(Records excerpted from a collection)

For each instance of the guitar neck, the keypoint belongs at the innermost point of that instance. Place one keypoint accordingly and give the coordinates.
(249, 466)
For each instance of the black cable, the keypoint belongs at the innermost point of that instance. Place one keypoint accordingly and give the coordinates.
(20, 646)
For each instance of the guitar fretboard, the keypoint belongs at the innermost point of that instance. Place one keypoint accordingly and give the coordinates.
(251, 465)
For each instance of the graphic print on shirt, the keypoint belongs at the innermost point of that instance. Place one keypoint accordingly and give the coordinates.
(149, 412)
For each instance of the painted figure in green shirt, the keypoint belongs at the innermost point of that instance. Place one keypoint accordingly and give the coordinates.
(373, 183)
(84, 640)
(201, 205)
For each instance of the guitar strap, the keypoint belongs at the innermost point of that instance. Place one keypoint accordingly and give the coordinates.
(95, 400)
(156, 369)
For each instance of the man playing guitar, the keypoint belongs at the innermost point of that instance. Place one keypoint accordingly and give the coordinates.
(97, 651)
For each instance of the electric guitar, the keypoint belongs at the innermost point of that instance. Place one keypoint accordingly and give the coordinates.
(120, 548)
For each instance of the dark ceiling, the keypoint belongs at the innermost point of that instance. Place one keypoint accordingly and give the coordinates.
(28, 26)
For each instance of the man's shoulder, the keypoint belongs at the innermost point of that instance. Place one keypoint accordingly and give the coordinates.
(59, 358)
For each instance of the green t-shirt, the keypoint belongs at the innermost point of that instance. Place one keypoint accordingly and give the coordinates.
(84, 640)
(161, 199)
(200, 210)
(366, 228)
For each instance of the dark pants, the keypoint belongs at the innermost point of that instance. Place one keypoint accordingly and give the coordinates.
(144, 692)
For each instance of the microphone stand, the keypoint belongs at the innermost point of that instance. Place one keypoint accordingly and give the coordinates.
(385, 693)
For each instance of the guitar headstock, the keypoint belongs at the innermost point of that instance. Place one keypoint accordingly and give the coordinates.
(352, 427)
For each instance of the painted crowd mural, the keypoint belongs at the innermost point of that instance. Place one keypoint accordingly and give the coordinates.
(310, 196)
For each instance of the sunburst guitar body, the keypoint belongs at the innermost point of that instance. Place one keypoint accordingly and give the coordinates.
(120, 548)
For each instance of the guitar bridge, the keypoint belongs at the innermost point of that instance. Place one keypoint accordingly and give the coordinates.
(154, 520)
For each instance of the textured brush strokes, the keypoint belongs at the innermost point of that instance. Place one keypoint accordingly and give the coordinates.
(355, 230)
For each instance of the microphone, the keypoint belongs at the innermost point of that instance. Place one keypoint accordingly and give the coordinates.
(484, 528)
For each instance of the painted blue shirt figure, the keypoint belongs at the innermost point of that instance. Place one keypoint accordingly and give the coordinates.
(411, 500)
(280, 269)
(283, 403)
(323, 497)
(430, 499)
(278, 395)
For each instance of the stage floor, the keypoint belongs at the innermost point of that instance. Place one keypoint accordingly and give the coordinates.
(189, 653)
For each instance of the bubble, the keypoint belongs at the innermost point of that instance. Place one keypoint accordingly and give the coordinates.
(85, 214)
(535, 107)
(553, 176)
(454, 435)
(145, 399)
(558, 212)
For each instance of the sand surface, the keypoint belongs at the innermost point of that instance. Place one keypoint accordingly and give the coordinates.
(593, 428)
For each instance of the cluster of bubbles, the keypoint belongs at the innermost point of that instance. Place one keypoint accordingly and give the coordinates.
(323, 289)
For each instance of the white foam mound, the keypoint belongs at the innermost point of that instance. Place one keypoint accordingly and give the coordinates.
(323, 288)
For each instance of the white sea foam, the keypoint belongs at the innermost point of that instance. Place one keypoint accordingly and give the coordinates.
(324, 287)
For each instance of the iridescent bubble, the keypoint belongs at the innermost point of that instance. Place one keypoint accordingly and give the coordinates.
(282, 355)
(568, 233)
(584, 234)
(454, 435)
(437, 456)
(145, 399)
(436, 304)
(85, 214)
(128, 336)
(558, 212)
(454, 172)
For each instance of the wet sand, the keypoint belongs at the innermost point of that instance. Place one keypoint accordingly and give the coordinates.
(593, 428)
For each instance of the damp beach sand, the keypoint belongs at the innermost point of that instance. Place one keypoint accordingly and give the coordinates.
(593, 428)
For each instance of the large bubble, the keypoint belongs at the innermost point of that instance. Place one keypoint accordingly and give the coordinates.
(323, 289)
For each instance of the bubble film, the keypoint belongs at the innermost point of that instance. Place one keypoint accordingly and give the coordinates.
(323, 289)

- Assignment -
Would you return, unchanged, the lines from the one containing "For each instance of the bubble film, the" through the end of the entries?

- Response area -
For each instance of the bubble film, the keypoint belongs at the innermost point of that instance. Place one keypoint accordingly and give the coordinates.
(323, 289)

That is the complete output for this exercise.